- _Document passage_
So far, it’s helped me recognise various obstacles to my productivity and grade them in order of severity and fixability.
You’ve helped enormously. Thank you for discussing your situations so openly. You’ve added breadth and depth to the conversation and I hope this has been as helpful for you (and for future readers) as it has been for me.
Here I go…
Choosing my projects
This is fundamental to the shiny new follow the joy in writing attitude I adopted at the beginning of this year.
Like many writers, I have a big file of story ideas. Some are just titles with single-sentence descriptions, while others are sketched out ideas. A few are outlined more fully, and some are researched in detail so that they’re ready to go when I decide to write them.
Also, like many of you, I experience plotbunny attacks regularly. But there simply isn’t enough time to write every story idea that occurs to us, is there?
Over the Christmas holiday last winter I took the not enough time thought to its extreme. I wasn’t being morbid, or anxious, but I faced the fact that I won’t be around forever and asked myself which of my as-yet-unwritten projects I’d like to be remembered for.
The answer was easy. Right then, it was my outlined space opera (that became Damage Control) and the three Big Idea novels that were sitting there fully researched and ready to rock.
I dug deeper. If I only had time to finish one of those projects, which would it be?
That was more difficult to answer, because I wanted to be remembered for all four and hoped to finish them all before my time is up.
(I hope to finish many more than that, but you get what I was doing, yes?)
So I introduced another element. Having decided that now is the right time in my career to sign with an agent, I looked at my projects from the point of view of attracting an agent from my shortlist of ideal people.
The answer was obvious. As soon as I’d completed and sent in Golden Triangle, I started work on my futuristic steampunk adventure, A Flight of Thieves.
But the fundamental question was, and remains: which book would I like to be remembered for?
That question will guide my choice of projects from now on. And my answer to it has gone hand-in-hand with my rediscovery of the exhilarating joy of writing.
Furthermore, when I remind myself of it, I find all the external pressures of this business evaporate along with the internal ones. It’s a win-win-win situation. 🙂
I’m still thinking this way. I find it a powerful mental tool.
If in 2012 you’d described to me the winter of horrible health I was going to have in 2014/5, and then told me that in spring 2015 I would finish writing, editing, polishing, and submitting the big novel (The Honesty of Tigers) that might just be my masterpiece, I wouldn’t have believed I could achieve it.
But achieve it I did, with help from some wonderful friends and the working system I devised in my 2012 plan of action.
I’ll continue to record and measure obstacles against productivity, and to tweak stuff accordingly.
Some external events and situations can’t be changed. I’ll identify them and work around them.
Internal obstacles are easy to recognise now that I know to look for them.
The one I expect to have the most immediate effect is social media.
My plan of action is to catch up with social media first thing every morning, and again over my quick lunch, then I’ll leave it alone until I relax in the evening.

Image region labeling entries

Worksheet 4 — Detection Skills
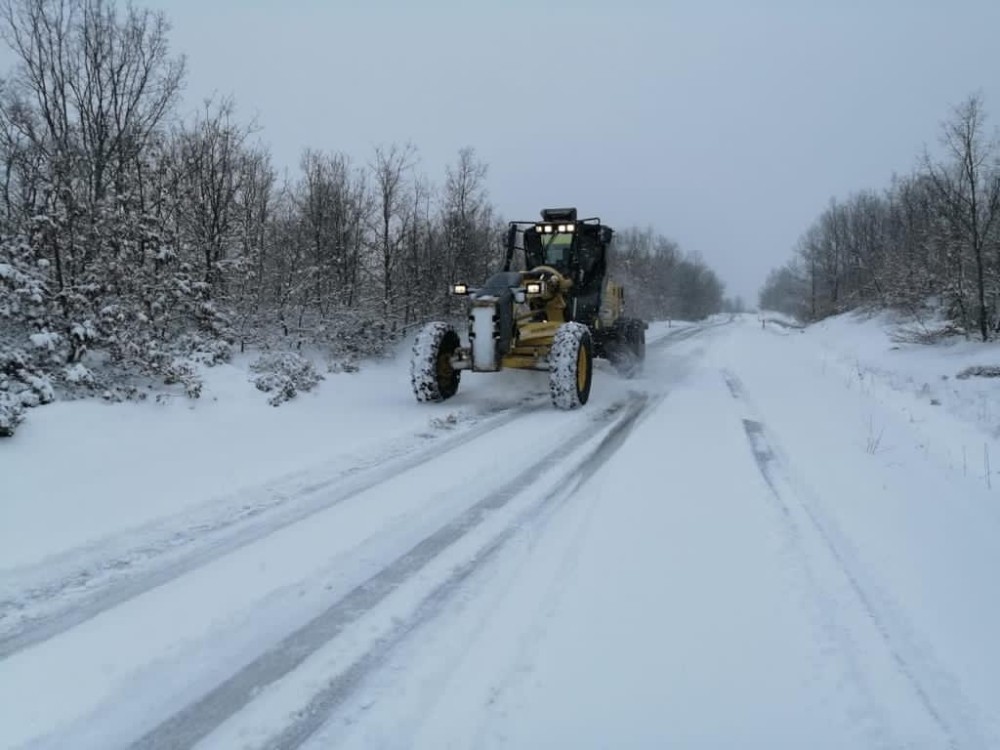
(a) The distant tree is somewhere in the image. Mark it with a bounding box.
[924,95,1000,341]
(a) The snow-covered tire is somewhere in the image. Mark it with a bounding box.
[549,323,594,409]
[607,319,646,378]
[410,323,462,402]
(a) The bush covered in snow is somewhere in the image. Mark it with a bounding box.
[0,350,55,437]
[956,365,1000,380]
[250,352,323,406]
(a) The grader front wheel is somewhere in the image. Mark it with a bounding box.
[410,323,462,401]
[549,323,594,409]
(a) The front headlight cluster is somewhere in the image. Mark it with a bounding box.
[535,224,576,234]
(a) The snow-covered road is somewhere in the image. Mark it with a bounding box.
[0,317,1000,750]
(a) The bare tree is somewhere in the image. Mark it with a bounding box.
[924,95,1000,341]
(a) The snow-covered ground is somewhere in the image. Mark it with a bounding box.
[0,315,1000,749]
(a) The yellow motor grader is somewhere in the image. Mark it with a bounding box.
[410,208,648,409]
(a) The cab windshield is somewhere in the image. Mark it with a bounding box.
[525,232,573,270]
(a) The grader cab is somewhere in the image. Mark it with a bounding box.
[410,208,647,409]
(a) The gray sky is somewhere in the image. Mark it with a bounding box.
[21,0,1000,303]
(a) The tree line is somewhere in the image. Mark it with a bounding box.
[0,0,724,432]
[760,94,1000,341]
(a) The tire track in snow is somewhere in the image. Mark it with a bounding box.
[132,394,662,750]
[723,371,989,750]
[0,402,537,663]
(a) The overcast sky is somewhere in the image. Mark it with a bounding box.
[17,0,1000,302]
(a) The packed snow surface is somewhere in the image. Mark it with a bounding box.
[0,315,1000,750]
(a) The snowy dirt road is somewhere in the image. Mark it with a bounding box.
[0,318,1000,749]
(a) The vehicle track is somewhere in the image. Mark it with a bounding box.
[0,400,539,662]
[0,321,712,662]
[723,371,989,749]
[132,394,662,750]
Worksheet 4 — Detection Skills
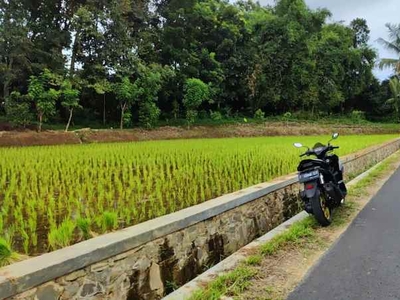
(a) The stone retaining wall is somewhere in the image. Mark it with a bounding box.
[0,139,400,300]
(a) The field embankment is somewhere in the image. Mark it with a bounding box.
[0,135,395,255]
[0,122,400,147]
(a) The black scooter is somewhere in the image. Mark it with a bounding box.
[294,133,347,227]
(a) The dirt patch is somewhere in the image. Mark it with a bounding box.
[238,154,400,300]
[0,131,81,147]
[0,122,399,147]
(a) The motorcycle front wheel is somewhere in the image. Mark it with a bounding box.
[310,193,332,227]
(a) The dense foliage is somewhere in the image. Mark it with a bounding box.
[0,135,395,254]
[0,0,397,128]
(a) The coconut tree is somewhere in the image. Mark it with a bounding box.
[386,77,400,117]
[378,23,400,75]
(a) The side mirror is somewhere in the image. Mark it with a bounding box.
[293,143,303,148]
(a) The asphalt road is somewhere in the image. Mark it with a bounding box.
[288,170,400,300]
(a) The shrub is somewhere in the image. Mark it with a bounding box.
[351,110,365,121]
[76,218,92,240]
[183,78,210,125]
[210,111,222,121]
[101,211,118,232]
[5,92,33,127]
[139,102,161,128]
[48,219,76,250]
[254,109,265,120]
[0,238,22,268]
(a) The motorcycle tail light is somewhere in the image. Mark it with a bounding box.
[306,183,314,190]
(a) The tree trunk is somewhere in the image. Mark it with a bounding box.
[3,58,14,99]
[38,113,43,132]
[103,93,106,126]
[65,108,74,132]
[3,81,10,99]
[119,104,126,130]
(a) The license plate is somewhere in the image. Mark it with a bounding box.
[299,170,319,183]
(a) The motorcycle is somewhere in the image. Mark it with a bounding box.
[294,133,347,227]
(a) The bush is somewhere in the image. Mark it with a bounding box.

- _Written exercise_
From the passage on choosing writing projects, copy word for word the stretch that begins at "Also, like many" and stops after "was doing, yes?)". Nothing in the listing is needed here.

- _Response to this exercise_
Also, like many of you, I experience plotbunny attacks regularly. But there simply isn’t enough time to write every story idea that occurs to us, is there?
Over the Christmas holiday last winter I took the not enough time thought to its extreme. I wasn’t being morbid, or anxious, but I faced the fact that I won’t be around forever and asked myself which of my as-yet-unwritten projects I’d like to be remembered for.
The answer was easy. Right then, it was my outlined space opera (that became Damage Control) and the three Big Idea novels that were sitting there fully researched and ready to rock.
I dug deeper. If I only had time to finish one of those projects, which would it be?
That was more difficult to answer, because I wanted to be remembered for all four and hoped to finish them all before my time is up.
(I hope to finish many more than that, but you get what I was doing, yes?)